▶ [Prompt 1]
Please find and copy every line in the entries below that contains the word "separate". Case counts.

-- START OF Passage shown --

We return to the partial Kloosterman sum (1.6) for the long Weyl element. Let

$$\begin{aligned} C_{ij} = p^{m_{ij} + \cdots + m_{in}} \end{aligned}$$
(5.3)

be the modulus of the \(c_{ij}\)-sum, for any \(1 \le i \le j \le n\). For \(j < i\) we put \(C_{ij} = 1\).

Let us fix one variable \(c_{ij}\). Then the \(c_{ij}\)-sum in (1.6) is given by

$$\begin{aligned} \Sigma _{ij}:= \sum _{\begin{array}{c} 1 \le c_{ij} \le C_{ij}\\ (c_{ij}, p^{m_{ij}}) = 1 \end{array}} e(c_{ij} A + {\bar{c}}_{ij}B) \end{aligned}$$
(5.4)

where

$$\begin{aligned} \begin{aligned} A = A_{ij}&= \psi _{j+1} {\bar{c}}_{i, j+1} p^{a_1} + \psi '_{n+1-i}{\bar{c}}_{i+1, j} p^{a_2}, \\ B = B_{ij}&= \psi _j c_{i, j-1} p^{b_1} +\psi '_{n+2-i} c_{i-1, j} p^{b_2} \end{aligned} \end{aligned}$$

with

$$\begin{aligned} \begin{aligned} a_1 = a_1(i, j)&= m_{1j} + \cdots +m_{i-1, j} - m_{1, j+1} - \cdots - m_{i, j+1},\\ a_2 = a_2(i, j)&= m_{i+1, n} + \cdots +m_{i+1, j+1} - m_{i, n} - \cdots - m_{i, j},\\ b_1 = b_1(i, j)&= m_{1,j-1} + \cdots +m_{i-1, j-1} - m_{1, j} - \cdots - m_{i, j},\\ b_2 = b_2(i, j)&= m_{i, n} + \cdots +m_{i, j+1} - m_{i-1, n} - \cdots - m_{i-1, j}. \end{aligned} \end{aligned}$$
(5.5)

Here we apply the following conventions, in this order: if \(m_{ij} = 0\) for some \(1 \le i \le j \le n\), we put \(\overline{c_{ij}} = 0\). If \(j < i\), we put \(m_{ij} = 0\) and \(c_{ij} = 1\) and \(C_{ij} = 1\). If none of the above cases apply, and \(i < 0\) or \(j > n\), we put \(c_{ij} = \overline{c_{ij}}= m_{ij} = 0\) and \(C_{ij} = 1\).

-- END OF Passage shown --
-- START OF Records for this task --

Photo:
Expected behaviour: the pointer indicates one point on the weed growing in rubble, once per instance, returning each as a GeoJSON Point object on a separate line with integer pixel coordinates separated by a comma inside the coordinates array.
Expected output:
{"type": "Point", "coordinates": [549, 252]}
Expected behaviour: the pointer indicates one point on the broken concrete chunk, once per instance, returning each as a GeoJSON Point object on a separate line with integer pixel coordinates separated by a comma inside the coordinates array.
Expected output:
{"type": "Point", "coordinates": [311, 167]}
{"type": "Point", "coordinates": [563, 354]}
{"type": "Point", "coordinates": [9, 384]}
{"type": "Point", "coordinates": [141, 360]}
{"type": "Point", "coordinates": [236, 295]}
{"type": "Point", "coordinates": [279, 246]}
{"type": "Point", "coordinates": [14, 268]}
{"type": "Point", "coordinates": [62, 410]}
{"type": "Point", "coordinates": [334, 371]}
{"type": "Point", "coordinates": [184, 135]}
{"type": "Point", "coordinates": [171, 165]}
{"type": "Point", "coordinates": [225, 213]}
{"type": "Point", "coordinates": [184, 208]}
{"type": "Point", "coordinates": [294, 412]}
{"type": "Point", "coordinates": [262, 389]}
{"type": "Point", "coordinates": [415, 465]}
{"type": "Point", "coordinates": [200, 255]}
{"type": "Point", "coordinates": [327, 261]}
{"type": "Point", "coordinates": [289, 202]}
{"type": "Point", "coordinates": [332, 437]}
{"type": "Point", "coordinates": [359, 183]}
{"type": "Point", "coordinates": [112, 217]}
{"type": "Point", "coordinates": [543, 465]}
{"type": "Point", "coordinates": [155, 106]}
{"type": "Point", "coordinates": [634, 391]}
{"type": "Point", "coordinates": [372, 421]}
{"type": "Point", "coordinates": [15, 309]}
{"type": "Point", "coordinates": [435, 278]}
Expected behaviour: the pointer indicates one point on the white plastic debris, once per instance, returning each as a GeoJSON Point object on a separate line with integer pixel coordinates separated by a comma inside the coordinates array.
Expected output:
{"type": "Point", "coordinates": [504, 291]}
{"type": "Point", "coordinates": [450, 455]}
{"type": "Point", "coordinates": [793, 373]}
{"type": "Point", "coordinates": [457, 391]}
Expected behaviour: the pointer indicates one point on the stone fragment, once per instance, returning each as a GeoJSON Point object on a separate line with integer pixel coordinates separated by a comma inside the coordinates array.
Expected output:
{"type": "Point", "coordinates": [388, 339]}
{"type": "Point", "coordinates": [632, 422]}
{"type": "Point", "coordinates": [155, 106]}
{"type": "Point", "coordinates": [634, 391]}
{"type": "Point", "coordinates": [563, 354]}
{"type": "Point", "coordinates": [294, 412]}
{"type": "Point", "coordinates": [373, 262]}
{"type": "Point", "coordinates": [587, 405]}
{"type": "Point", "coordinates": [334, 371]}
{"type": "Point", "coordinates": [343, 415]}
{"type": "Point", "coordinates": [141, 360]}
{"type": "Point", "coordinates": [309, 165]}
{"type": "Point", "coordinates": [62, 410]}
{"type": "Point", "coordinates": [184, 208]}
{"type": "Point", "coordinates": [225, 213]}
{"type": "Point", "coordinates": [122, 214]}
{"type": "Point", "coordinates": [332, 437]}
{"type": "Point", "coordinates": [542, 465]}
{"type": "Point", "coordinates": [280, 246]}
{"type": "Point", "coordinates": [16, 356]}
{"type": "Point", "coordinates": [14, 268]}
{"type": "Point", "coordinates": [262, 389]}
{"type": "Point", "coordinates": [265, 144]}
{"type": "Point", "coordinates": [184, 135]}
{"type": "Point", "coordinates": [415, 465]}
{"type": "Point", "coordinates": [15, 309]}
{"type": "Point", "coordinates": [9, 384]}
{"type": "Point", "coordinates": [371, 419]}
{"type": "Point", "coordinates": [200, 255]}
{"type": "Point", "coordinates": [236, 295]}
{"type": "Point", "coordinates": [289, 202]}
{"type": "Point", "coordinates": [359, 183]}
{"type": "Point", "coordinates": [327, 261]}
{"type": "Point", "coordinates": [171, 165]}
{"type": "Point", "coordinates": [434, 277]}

-- END OF Records for this task --

▶ [Prompt 2]
In the Kloosterman sum passage above, for which Weyl element is the partial sum (1.6) taken up again?

▶ [Result 1]
Expected behaviour: the pointer indicates one point on the weed growing in rubble, once per instance, returning each as a GeoJSON Point object on a separate line with integer pixel coordinates separated by a comma inside the coordinates array.
Expected behaviour: the pointer indicates one point on the broken concrete chunk, once per instance, returning each as a GeoJSON Point object on a separate line with integer pixel coordinates separated by a comma inside the coordinates array.
Expected behaviour: the pointer indicates one point on the white plastic debris, once per instance, returning each as a GeoJSON Point object on a separate line with integer pixel coordinates separated by a comma inside the coordinates array.
Expected behaviour: the pointer indicates one point on the stone fragment, once per instance, returning each as a GeoJSON Point object on a separate line with integer pixel coordinates separated by a comma inside the coordinates array.

▶ [Result 2]
The long Weyl element.